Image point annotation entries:
—————
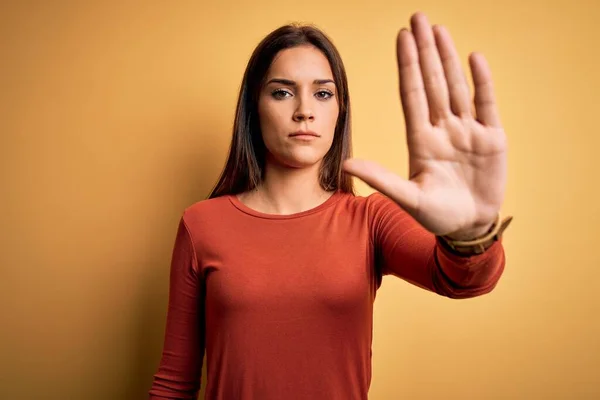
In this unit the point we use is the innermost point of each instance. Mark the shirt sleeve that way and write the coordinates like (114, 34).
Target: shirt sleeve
(180, 368)
(404, 248)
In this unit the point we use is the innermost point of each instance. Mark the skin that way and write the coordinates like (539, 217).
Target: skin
(457, 148)
(299, 94)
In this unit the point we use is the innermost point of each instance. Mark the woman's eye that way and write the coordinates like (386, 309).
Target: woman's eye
(324, 94)
(280, 94)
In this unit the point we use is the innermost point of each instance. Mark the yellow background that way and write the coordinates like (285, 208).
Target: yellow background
(115, 116)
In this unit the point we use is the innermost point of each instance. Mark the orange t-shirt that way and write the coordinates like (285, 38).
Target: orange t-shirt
(282, 305)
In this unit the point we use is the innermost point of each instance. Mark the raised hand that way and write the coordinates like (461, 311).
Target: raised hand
(457, 151)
—————
### Given request:
Please rename "innermost point" as "most central point" everywhere in the listing and repeat it with everything else unchanged. Leave the pictures out of your answer.

### Output for this exercise:
In this unit the point we use is the most central point of each instance. Mark the shirt sleeve that way and write the coordinates like (114, 34).
Target: shirt sleeve
(180, 368)
(404, 248)
In this unit the point we use is the most central point of each instance. Mark the skin that way and write the coordinates like (539, 217).
Target: skin
(457, 148)
(299, 94)
In this unit the point we use is the most central point of each instance. Mark the woman's eye that way and write the coordinates like (386, 309).
Target: woman's eye
(324, 94)
(280, 94)
In this unit the point we use is the most central point of each instance. Mark the yellow background that way and write the coordinates like (285, 208).
Target: yellow background
(115, 116)
In this unit the point we use is the most central point of each instance. Mark the orange t-shirt that way and write the coordinates like (285, 38).
Target: orange t-shirt
(282, 305)
In this unit the point we use is the most central point of each instance. Mark the raised hand that way and write the coordinates like (461, 311).
Target: raised hand
(457, 151)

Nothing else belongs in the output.